Can you find every line in the entries below that contains the word "above", matching case exactly, and copy each of those lines out?

** Begin RECORD EXCERPTS **

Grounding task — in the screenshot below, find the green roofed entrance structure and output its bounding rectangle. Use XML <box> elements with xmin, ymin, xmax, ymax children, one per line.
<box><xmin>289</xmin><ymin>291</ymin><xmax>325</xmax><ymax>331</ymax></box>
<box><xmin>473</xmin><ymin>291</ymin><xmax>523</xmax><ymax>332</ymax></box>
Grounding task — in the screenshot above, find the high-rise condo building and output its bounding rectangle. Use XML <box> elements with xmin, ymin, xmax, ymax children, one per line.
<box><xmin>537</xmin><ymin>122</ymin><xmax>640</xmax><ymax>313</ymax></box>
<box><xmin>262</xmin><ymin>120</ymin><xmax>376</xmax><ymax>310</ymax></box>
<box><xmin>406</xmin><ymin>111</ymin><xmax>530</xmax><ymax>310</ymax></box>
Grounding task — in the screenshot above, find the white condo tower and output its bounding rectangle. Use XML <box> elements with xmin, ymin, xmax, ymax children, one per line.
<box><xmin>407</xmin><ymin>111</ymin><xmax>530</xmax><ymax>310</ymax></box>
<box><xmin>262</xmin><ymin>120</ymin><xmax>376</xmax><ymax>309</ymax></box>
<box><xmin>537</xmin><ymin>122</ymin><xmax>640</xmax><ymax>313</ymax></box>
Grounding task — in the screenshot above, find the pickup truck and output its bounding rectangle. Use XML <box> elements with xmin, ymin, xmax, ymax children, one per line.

** End RECORD EXCERPTS **

OUTPUT OF THE EXERCISE:
Grounding task — in the screenshot above, find the high-rise condo building and output its bounding rectangle. Use XML <box> elements with xmin, ymin, xmax, ymax children, one per line.
Grounding task — in the screenshot above, find the white condo tower and output its bounding rectangle. Use XML <box> elements with xmin, ymin, xmax, ymax children, one per line.
Grounding task — in the screenshot above, find the pickup truck and output its bounding rectangle. Use XML <box> elements with xmin, ymin, xmax, ymax children, one per line.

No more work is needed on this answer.